• **What you are asked to do**:
Express all of the material below as a two-column CSV with the headers instruction and points. Give one row per instruction, with its text and the coordinates listed for it each in a single quoted field and line breaks replaced by spaces.

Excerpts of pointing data
--- --- ---

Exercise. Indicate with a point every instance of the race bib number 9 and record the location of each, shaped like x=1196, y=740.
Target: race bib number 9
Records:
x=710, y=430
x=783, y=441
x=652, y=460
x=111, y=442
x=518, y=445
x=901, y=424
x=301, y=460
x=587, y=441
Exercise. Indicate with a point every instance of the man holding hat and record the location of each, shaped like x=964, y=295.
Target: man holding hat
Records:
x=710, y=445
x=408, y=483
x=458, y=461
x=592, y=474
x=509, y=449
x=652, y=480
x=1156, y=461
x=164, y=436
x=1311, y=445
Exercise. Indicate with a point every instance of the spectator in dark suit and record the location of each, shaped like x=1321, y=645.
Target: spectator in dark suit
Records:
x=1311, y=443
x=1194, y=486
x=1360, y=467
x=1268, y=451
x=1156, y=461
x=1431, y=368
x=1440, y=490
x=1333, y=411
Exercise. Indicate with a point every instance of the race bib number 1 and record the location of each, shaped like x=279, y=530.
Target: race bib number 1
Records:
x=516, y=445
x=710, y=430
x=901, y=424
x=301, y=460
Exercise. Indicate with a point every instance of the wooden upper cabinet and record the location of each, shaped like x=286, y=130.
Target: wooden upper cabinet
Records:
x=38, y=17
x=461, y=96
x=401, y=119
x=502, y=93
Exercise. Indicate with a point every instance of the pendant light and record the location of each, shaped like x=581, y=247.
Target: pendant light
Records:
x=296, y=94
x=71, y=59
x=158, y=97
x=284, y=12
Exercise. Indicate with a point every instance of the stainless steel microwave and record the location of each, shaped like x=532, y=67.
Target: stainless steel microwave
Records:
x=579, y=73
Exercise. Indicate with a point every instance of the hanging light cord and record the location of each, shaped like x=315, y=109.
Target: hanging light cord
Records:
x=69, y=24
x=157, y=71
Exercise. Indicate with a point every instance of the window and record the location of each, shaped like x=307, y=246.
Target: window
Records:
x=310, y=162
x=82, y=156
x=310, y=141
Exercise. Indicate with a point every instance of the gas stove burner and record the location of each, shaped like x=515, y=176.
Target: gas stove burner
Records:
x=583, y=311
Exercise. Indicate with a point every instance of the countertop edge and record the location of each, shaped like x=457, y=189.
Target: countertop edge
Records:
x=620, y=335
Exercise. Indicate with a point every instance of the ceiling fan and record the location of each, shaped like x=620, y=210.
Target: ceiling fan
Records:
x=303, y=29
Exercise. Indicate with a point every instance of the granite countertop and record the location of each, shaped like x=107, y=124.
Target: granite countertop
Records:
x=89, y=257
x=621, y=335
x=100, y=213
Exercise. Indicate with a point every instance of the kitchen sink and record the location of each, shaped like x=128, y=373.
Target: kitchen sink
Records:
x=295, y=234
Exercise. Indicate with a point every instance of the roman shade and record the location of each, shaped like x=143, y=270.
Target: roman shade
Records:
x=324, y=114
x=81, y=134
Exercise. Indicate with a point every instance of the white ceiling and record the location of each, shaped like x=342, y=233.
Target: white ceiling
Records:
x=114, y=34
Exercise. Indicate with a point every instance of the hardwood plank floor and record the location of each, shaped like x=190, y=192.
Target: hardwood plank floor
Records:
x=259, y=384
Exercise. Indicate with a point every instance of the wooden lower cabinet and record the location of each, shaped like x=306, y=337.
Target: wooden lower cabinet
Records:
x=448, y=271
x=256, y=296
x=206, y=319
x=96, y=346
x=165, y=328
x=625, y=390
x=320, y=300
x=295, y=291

--- --- ---

• **Finished answer**:
instruction,points
"Exercise. Indicate with a point every instance of the race bib number 9 and record the location of each, shaped like x=1196, y=740. Target: race bib number 9 Records:","x=710, y=430 x=783, y=441 x=652, y=460 x=111, y=442 x=518, y=445 x=901, y=424 x=301, y=460 x=587, y=441"
"Exercise. Indicate with a point every instance of the man holding hat and record the location of each, shaped like x=964, y=295. Target: man holding hat Records:","x=710, y=445 x=408, y=483 x=458, y=461 x=592, y=474 x=509, y=449 x=652, y=480 x=1156, y=461 x=164, y=436 x=1311, y=445"
"Exercise. Indicate with a point every instance of the spectator in dark suit and record the location of each, shaped like x=1321, y=645. Target: spectator in dark suit Records:","x=1311, y=443 x=1194, y=486 x=1360, y=467 x=1268, y=451 x=1156, y=461 x=1431, y=368 x=1440, y=490 x=1333, y=411"
"Exercise. Indicate with a point every instance of the race bib number 1 and record the location of each, shaped like x=279, y=530. Target: race bib number 1 Records:","x=516, y=445 x=710, y=430 x=901, y=424 x=301, y=460"
"Exercise. Indicate with a point every instance of the wooden upper cabinet and record the location of each, shaped like x=286, y=130. Target: wooden upper cabinet Records:","x=38, y=17 x=461, y=96 x=401, y=119 x=502, y=93"
"Exercise. Indicate with a point every instance of the pendant light and record the location of each, shaped like x=581, y=247. Target: pendant light Records:","x=296, y=94 x=71, y=59 x=158, y=97 x=284, y=12"
"Exercise. Indicate with a point every instance of the stainless steel microwave and record the location of each, shaped like x=532, y=67. Target: stainless steel microwave Records:","x=579, y=73"
"Exercise. Indicate with a point every instance of the hanging light cord and record the location of each, shaped like x=315, y=109. Target: hanging light cord Records:","x=69, y=24 x=157, y=71"
"Exercise. Indicate with a point every instance of the window and record the location of each, shaped like x=307, y=246. Target: window Records:","x=310, y=162 x=82, y=156 x=310, y=141"
"Exercise. Indicate with a point every instance of the gas stove burner and record the location of each, shaped like x=515, y=176. Target: gas stove burner Records:","x=583, y=311"
"Exercise. Indicate with a point every instance of the countertop edge and record the location of each, shaped like x=457, y=189. Target: countertop edge Records:","x=620, y=335"
"Exercise. Indicate with a point every instance of the ceiling fan and record the location of each, shaped like x=620, y=210. Target: ceiling fan Records:","x=303, y=29"
"Exercise. Indicate with a point every instance of the granite countertop and record the location of each, shaped like x=107, y=124. Target: granite countertop Records:","x=89, y=257 x=621, y=335 x=100, y=213"
"Exercise. Indicate with a point every instance of the kitchen sink and record the location of each, shaped like x=128, y=373. Target: kitchen sink Records:","x=295, y=234"
"Exercise. Indicate with a point every instance of the roman shade and record the location of each, shaped like x=143, y=270. Target: roman shade Records:","x=324, y=114 x=81, y=134"
"Exercise. Indicate with a point every instance of the white ceiling and record the location of each, shaped like x=342, y=233. Target: white ceiling Records:","x=114, y=34"
"Exercise. Indicate with a point every instance of the hardwood plank floor and record the location of each, shaped like x=190, y=192. Target: hardwood plank floor Records:","x=259, y=384"
"Exercise. Indicate with a point every instance of the wooden lower cabinet and record the location of each, shaped like x=306, y=337. Target: wooden lower cabinet Records:","x=448, y=271 x=256, y=296 x=206, y=319 x=96, y=346 x=165, y=328 x=625, y=390 x=320, y=300 x=295, y=291"